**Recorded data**

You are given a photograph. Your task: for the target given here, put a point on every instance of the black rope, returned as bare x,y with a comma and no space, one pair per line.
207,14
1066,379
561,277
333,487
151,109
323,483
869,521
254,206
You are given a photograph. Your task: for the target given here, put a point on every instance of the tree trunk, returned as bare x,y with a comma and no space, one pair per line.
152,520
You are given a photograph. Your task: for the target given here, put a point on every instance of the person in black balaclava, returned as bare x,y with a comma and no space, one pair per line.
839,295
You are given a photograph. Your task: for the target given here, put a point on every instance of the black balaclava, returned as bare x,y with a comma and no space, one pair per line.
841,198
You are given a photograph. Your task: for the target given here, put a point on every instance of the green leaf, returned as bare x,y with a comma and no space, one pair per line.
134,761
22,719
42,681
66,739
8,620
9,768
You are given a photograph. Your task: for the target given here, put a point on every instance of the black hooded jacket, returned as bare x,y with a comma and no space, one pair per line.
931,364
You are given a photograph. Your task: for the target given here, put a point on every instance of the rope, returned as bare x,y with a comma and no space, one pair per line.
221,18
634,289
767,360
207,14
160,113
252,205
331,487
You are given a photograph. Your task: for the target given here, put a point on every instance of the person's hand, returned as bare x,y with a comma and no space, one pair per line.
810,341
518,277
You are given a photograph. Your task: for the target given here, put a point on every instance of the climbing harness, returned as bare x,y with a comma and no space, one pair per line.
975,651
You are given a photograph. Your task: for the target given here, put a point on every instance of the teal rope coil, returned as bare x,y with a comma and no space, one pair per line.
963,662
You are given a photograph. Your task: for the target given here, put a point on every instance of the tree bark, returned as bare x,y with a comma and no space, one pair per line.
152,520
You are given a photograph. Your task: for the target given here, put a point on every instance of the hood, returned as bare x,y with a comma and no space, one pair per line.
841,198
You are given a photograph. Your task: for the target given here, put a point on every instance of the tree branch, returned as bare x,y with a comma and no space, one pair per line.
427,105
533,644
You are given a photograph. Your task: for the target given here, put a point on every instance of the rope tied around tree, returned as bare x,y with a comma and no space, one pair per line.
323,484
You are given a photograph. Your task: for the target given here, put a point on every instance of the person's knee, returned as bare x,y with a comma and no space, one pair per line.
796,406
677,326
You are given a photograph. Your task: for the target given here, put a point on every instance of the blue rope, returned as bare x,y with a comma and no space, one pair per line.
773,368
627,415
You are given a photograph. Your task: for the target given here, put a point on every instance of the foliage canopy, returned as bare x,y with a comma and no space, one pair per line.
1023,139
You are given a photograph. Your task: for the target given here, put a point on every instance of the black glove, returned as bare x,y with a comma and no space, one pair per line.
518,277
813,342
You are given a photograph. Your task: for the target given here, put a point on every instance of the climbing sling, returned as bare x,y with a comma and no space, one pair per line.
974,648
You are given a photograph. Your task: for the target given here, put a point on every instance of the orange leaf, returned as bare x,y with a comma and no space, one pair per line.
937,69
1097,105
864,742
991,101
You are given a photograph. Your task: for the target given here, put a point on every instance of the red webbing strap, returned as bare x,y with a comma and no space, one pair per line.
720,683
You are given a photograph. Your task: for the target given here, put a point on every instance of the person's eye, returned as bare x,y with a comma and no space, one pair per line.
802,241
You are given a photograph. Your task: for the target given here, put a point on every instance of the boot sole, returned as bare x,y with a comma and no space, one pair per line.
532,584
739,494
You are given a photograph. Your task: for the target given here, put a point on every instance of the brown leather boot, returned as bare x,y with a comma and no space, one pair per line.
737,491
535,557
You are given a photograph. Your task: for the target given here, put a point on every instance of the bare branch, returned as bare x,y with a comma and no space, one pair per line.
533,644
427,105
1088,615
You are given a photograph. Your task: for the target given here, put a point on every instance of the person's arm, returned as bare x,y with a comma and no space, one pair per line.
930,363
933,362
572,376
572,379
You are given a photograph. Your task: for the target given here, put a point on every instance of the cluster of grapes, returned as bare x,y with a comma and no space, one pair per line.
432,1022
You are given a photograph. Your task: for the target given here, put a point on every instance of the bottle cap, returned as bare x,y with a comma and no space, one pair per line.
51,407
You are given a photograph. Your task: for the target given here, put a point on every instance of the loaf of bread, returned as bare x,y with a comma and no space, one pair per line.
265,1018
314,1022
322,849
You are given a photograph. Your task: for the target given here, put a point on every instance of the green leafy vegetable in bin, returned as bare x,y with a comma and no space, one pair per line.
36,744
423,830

**Task item**
Please output the complete data exactly.

**Output of the exercise**
You are given a photograph. Your task: for the target given here, put a point on every instance of the black rope, returned as bare x,y with a comma and no space, one pair per line.
207,14
1066,379
561,277
333,487
151,109
323,483
869,521
254,206
You are given a photograph. Your task: for the target given here, put a point on every instance of the tree trunk, returned as bare x,y with a comma and no space, one pair per line.
152,520
You are given a photograph. Your task: for the target given here, put a point on every instance of the person in black balaclava, returned as bare x,y with a comma and no space, one pair per line.
839,295
You are given a photograph. Your task: for the target given here, put a point on every instance of the black balaclava, returned as bare x,y with a comma and no space, one pair per line.
841,198
You are given a photograph. Your task: for the target given here, put a point on every instance of the green leaf, returned as bare x,y with a comma and no space, one pair per line.
134,761
22,719
42,681
66,739
8,620
9,768
You are given a photograph. Your task: for the target given here, put a point on every instance of the black hooded jacket, returned as bare x,y with a comma and no space, one pair per line.
931,364
You are given a photograph. Your task: for the target given here, put a point on every instance of the rope, returned as bare x,y with a comma and no space, one pair per line.
221,18
634,289
767,360
207,14
160,113
252,205
331,487
You are given a photograph. Your task: for the target given here, put a point on every instance of the person's hand, returned as bare x,y with a comma and no space, one pair per line.
810,341
518,277
You are given a photograph. Your task: for the target given here, put a point on every instance of the climbing harness, returned as bare x,y with a comma and no space, one pair per line.
975,651
You are given a photograph. Your task: for the target given here, put a point on every instance of the teal rope coil, returned as bare x,y with a comma and no space, one pair per line.
963,662
You are given a photograph. Your task: for the target given here, put a point on every instance of the tree bark, returned as bare x,y with a comma and no space, one pair per line.
152,520
You are given a photograph. Your task: for the target given here, put a point on every instance of the hood, returned as bare x,y with a comma and no space, one pair per line.
841,198
You are given a photograph. Your task: for the target given here, put a point on every instance of the tree branch, returned as bare x,y with a comma and no space, one pair per line.
427,105
533,644
You are given a photograph. Your task: for the target given here, put a point on every instance of the rope tied around tree, returned as bare x,y with a comma and no space, one pair per line.
323,484
You are given a photograph. Your task: for the target given here, put a point on every instance of the person's knee, returned as bare x,y with a comma and no space, one pair per line.
796,406
677,326
You are given a photograph. Your task: for the target given here, put a point on every instance of the blue rope, returned as bare x,y with a comma and no space, one pair per line.
773,368
627,415
You are given a photograph. Your task: for the target given here, put a point on every instance of the foliage canopy, returned as bare x,y with a comma and no space, one pair per line.
1023,139
You are given a photograph. Your task: for the target given here, put a point on every instance of the black glove, returned as bare x,y with a comma and no space, one pair per line.
518,277
813,342
You are given a photograph. Your task: for the target given here, put a point on every instance of the climbing sling, returned as bare x,y with a comma and no space, one pair per line.
974,648
You are given a photograph. Your task: for the target given here, put a point on every instance of the orange leaf, returned as bare x,y with a comma and no space, one pair per line.
937,69
1097,105
864,742
991,101
You are given a photograph. Your task: for the target given here, put a point on every instance of the red webbing strap, returned as bare x,y with a comma and no space, one pair per line.
720,683
You are given a photograph. Your task: for the target given here, put a point on every instance of the person's eye, returned as bare x,y with a comma and no space, one pair per line.
802,241
You are given a photograph. Your task: for the target given here, put a point on every instance of the boot sole, returned as bare x,y with a comma and no space, one pair per line.
532,584
739,494
You are given a photograph. Your task: for the target given here, put a point on every instance of the brown leather boot, returned as bare x,y with a comma and no space, one pair per line.
737,491
535,557
You are given a photograph. Your task: for the target given here, put a point on every instance of the bare branch, returned as bare x,y with a comma and no space, one pair per line.
533,644
427,105
1088,615
You are given a photograph. Your task: for the target given here, put a point on every instance of the person's arm, returned as bare x,y with a comma and no space, one pair per line.
930,363
933,362
572,376
572,379
You are given a photograph. Your task: for the target given here, put a point on every instance of the cluster of grapes, returned as bare x,y with a comma and no space, one pair per line.
432,1022
You are given a photograph. Your task: for the target given here, put a point on every instance of the bottle cap, returned as bare x,y with a comma and no space, one pair per line.
51,407
You are given a photograph. Your task: for the target given here, put a point on every instance of the loaf of bread, returned as bare x,y with a comma and no space, one pair per line.
265,1018
314,1022
322,849
You are given a photograph. Your task: for the target given here, put a point on every instance of the green leafy vegetable in bin, returned as bare x,y with a comma and no space, one pair per line.
36,744
423,830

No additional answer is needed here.